### GIVEN DATA

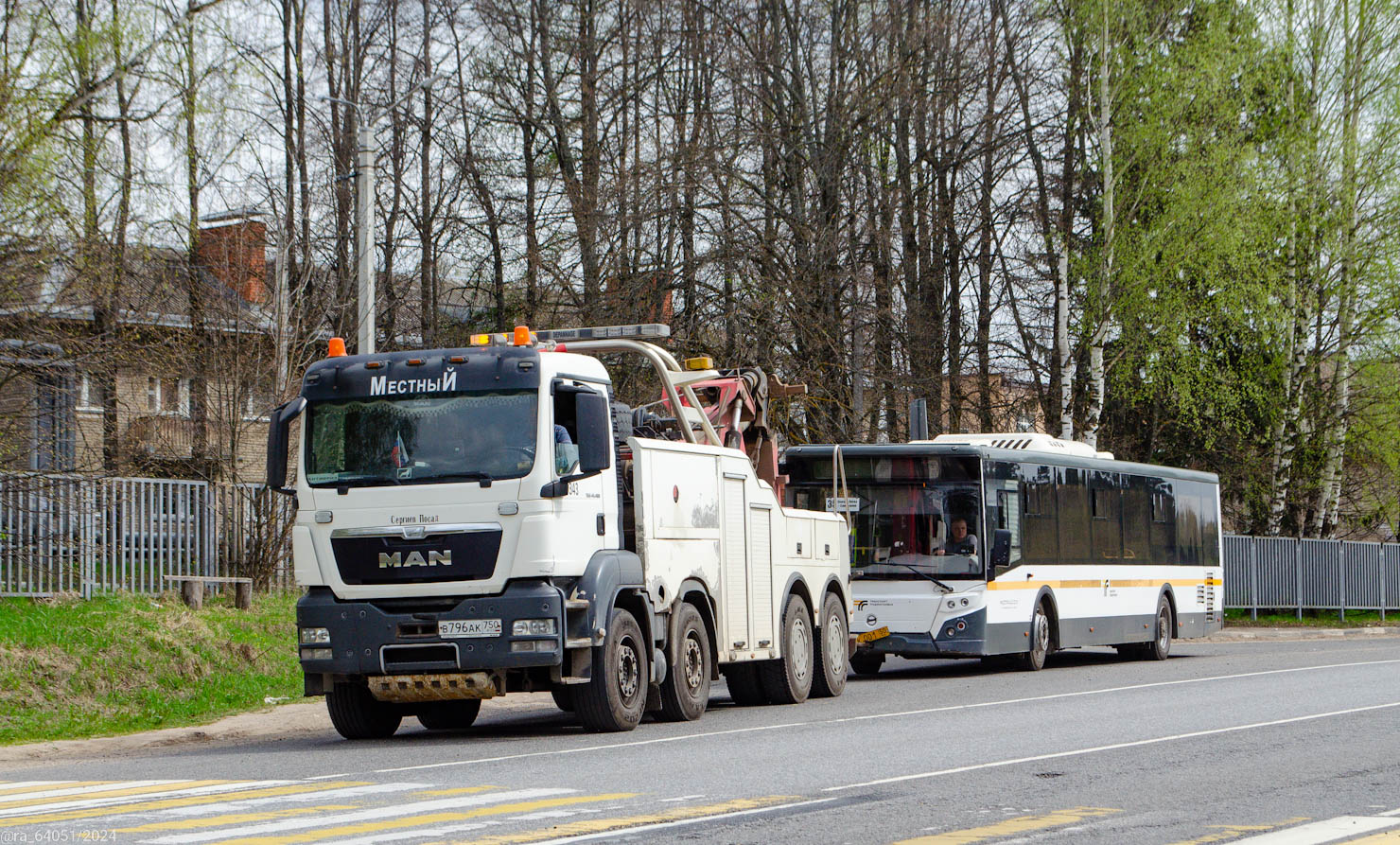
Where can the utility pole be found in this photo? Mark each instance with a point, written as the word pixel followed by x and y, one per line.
==
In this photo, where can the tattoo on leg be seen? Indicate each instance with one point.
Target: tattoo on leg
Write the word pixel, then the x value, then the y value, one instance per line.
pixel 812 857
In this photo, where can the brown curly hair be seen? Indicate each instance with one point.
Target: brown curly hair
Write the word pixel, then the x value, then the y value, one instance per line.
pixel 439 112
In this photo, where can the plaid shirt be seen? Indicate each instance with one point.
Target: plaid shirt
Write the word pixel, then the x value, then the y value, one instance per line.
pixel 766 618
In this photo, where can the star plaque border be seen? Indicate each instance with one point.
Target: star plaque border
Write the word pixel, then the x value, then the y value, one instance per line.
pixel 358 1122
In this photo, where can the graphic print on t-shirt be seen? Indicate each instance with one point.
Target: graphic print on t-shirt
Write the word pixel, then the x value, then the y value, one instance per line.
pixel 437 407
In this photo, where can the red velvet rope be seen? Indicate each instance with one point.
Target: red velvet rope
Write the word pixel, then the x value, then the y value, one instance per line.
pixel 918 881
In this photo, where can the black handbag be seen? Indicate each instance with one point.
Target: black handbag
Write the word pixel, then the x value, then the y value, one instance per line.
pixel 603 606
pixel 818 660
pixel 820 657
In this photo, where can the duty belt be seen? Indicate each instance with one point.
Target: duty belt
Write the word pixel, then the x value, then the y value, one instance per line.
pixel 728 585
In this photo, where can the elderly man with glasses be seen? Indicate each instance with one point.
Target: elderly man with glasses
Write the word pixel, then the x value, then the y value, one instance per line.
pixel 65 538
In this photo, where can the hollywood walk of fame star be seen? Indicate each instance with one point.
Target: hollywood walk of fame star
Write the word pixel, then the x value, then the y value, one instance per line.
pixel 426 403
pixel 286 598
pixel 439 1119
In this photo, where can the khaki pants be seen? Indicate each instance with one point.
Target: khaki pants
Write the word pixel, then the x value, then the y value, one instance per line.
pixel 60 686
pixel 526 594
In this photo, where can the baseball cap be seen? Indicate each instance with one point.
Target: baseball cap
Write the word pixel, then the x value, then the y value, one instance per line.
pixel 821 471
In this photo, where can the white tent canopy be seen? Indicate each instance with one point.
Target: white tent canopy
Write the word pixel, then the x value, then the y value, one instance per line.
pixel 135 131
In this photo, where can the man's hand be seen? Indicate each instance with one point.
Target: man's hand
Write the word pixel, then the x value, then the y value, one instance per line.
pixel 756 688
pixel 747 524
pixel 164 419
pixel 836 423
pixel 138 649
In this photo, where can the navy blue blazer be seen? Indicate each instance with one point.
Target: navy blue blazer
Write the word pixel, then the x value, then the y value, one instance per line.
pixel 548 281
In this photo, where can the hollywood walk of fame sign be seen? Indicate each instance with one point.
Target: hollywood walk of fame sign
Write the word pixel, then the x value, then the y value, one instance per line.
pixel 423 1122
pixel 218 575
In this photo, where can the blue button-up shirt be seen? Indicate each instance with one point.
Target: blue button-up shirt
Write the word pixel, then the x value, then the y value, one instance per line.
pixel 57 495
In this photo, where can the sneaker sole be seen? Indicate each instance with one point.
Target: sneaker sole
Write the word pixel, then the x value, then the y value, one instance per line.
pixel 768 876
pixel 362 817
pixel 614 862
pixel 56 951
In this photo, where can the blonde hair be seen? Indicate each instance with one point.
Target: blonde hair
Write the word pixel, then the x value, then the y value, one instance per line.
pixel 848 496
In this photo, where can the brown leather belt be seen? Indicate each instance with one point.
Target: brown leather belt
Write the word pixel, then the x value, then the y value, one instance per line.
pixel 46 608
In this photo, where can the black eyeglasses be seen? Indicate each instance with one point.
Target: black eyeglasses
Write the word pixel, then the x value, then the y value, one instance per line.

### REQUIRED TASK
Copy the listing again, starting with the line that contains "In this photo, where can the hollywood walk of fame sign" and going on through the line that contains "pixel 848 496", both included. Swap "Indicate" for "Mark" everywhere in that span and keep everything else the same.

### THE ANSWER
In this photo, where can the hollywood walk of fame sign be seen? Mark each instance with one point.
Target: hollywood walk of fame sign
Write the word pixel, then the x value, then the y value, one instance per line.
pixel 423 1122
pixel 218 575
In this photo, where can the blue button-up shirt be seen? Mark each instance with one point.
Target: blue button-up shirt
Write the word pixel, then the x value, then the y value, one instance per line.
pixel 57 495
In this photo, where can the sneaker sole be seen? Mark each instance with one point.
Target: sneaker sole
Write the word pixel, then the x value, then the y value, one instance per line.
pixel 768 876
pixel 362 817
pixel 614 862
pixel 56 951
In this photo, where can the blonde hair be seen? Mark each instance with one point.
Target: blonde hair
Write the word pixel, then the x value, then the y value, one instance per line.
pixel 848 496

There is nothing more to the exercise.